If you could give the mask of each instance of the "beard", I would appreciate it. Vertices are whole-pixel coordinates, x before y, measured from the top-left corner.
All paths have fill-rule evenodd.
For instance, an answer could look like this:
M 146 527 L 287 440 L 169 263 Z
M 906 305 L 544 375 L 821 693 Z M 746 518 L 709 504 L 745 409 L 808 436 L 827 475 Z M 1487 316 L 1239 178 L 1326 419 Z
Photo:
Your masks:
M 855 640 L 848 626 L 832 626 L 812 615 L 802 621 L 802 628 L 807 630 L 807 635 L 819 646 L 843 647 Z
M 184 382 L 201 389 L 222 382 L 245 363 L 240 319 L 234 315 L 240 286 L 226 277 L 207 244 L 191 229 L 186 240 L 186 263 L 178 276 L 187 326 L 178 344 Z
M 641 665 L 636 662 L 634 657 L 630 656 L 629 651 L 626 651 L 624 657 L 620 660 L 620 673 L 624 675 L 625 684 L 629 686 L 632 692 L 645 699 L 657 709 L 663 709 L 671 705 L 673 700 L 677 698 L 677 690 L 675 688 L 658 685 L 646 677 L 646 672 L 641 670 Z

## YOUR ASSIGNMENT:
Each record is to be retyped exactly as written.

## OUTPUT OF THE EXERCISE:
If you could give the mask of each instance of the "beard", I would appreciate it. Vertices are whole-pixel coordinates, x before y, measured from the top-left corner.
All paths have fill-rule evenodd.
For instance, an answer could look like this:
M 146 527 L 287 440 L 169 263 Z
M 906 305 L 544 375 L 821 693 Z M 746 518 L 709 504 L 745 409 L 808 436 L 827 475 Z M 1487 316 L 1239 178 L 1326 419 Z
Photo:
Your masks:
M 855 640 L 848 626 L 832 626 L 812 615 L 802 621 L 802 628 L 807 630 L 807 635 L 819 646 L 843 647 Z
M 184 382 L 201 389 L 222 382 L 245 363 L 240 319 L 234 315 L 240 286 L 226 277 L 207 244 L 191 229 L 186 240 L 186 263 L 178 276 L 187 326 L 178 344 Z
M 641 665 L 636 662 L 634 657 L 630 656 L 629 651 L 626 651 L 624 657 L 620 660 L 620 673 L 624 675 L 625 684 L 629 686 L 632 692 L 645 699 L 657 709 L 663 709 L 671 705 L 673 700 L 677 698 L 677 690 L 675 688 L 658 685 L 646 677 L 646 672 L 641 670 Z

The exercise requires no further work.